52 - Réintégration dans le bénéfice d’une société mère des revenus distribués par sa filiale à 100% - Résultat d’ensemble du groupe – Obligation, sauf exceptions légales, pour chacune des sociétés intégrées de déterminer son résultat dans les conditions de droit commun – Revenus distribués regardés à bon droit comme réintégration de recettes non comptabilisées – Rejet.

Une société fiscalement intégrée à un groupe prétend avoir distribué la totalité de ses revenus à sa société mère, ils sont requalifiés par l’administration fiscale et par le juge comme étant en réalité des recettes non comptabilisées à la date de clôture des exercices contrôlés. S’ensuivent des rehaussements d’impositions qui sont contestés par la société mère.

Celle-ci se pourvoit en cassation de l’arrêt d’appel qui a rejeté ses prétentions : elle est déboutée.

Le juge rappelle une constante qui résulte directement de dispositions du CGI (art. 223 A et 223 B du CGI et art. 46 quater-0 ZG de l'annexe III à ce code) : dans un groupe fiscal intégré le résultat d’ensemble de la société mère résulte de la somme algébrique des résultats de chacune des sociétés du groupe, déterminés dans les conditions de droit commun. Dès lors que l’une (ou plusieurs) des sociétés du groupe ne se trouve(nt) pas dans l’une des exceptions légales à ce principe, c’est donc le droit commun qui s’applique. Or en l’espèce, les revenus prétendument distribués à la société mère n’apparaissent pas dans le résultat de la société distributrice.

C’est pourquoi la cour administrative d’appel est approuvée d’avoir jugé, par application du principe que l’on vient de rappeler, que les sommes réintégrées aux résultats de la société Cesco ne pouvaient être neutralisées pour le calcul du résultat d'ensemble du groupe fiscal intégré que cette société formait avec sa filiale, la société Bastide du Cours, d’autant que ces sommes n’avaient ni la nature d’une  subvention directe ni celle d’une subvention indirecte au sens et pour l’application des dispositions de l’art. 223 B du CGI.

La cour a retenu deux éléments à cet effet.

 En premier lieu, elle a estimé que la circonstance que la filiale avait désigné la société mère comme étant la bénéficiaire des revenus réputés distribués, en litige, ne permettait pas de regarder la filiale comme ayant procédé au versement effectif d'une quelconque somme au bénéfice de sa société mère, de sorte que les distributions ne pouvaient être regardées comme ayant la nature d'une subvention directe consentie par la première à la seconde au sens des dispositions du sixième alinéa de l'art. 223 B du CGI.

+++

Consigne 1: Mettez à jour l'extrait sur le groupe fiscal intégré : commencez aux mots « Le juge rappelle » et arrêtez-vous après « la société distributrice. », en remplaçant « société mère » par « société tête de groupe ».
Consigne 2: Poursuivez l'extrait sur le groupe fiscal intégré à partir de l'endroit où il s'arrête.

Données:
+++

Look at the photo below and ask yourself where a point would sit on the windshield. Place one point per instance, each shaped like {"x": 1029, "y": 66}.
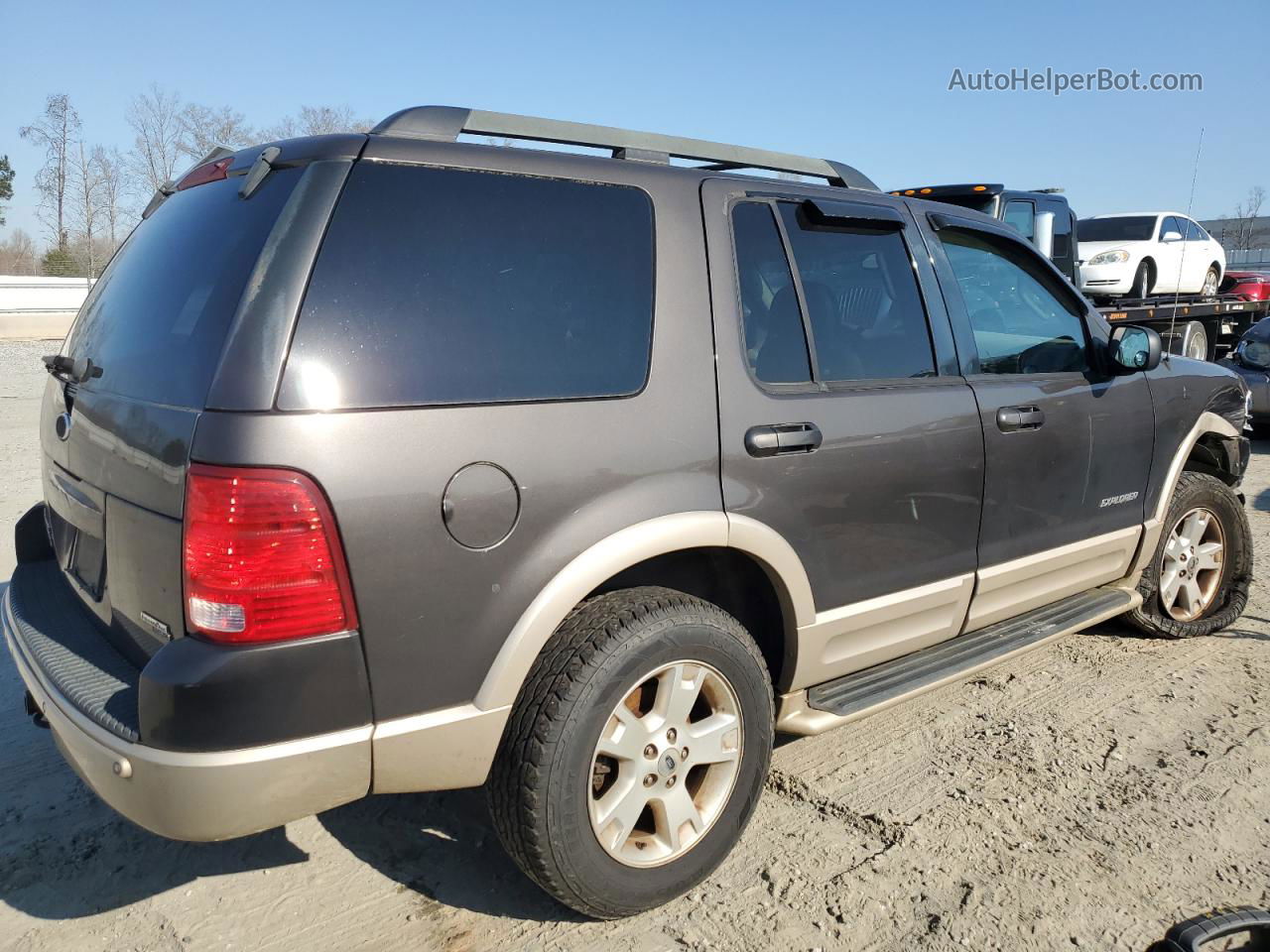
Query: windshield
{"x": 1125, "y": 227}
{"x": 157, "y": 320}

+++

Production attendue 1:
Le juge rappelle une constante qui résulte directement de dispositions du CGI (art. 223 A et 223 B du CGI et art. 46 quater-0 ZG de l'annexe III à ce code) : dans un groupe fiscal intégré le résultat d’ensemble de la société tête de groupe résulte de la somme algébrique des résultats de chacune des sociétés du groupe, déterminés dans les conditions de droit commun. Dès lors que l’une (ou plusieurs) des sociétés du groupe ne se trouve(nt) pas dans l’une des exceptions légales à ce principe, c’est donc le droit commun qui s’applique. Or en l’espèce, les revenus prétendument distribués à la société tête de groupe n’apparaissent pas dans le résultat de la société distributrice.

Production attendue 2:
En second lieu, elle a considéré que le rehaussement des bénéfices de la société Bastide du Cours dont découlent les distributions en litige ne procédait pas de la remise en cause d'une opération constitutive d'un acte anormal de gestion ayant pour effet un transfert de bénéfice à sa mère, ce dont elle a déduit que ces distributions ne pouvaient pas davantage être regardées comme des subventions indirectes au sens des mêmes dispositions. 

(13 novembre 2023, Société Cesco, n° 469628)

 

53 - Plan d’épargne en actions (PEA) – Retraits partiels de sommes d’un PEA – Assujettissement des gains nets en résultant aux contributions sociales sur le revenu – Rejet.

Il est jugé que les gains nets afférents aux retraits partiels de sommes d'un plan d'épargne en actions sont soumis aux contributions sociales sur les revenus de placements instituées par le b du 5° du II de l'art. L. 136-7 du code de la sécurité sociale, quelle que soit l'origine des sommes retirées.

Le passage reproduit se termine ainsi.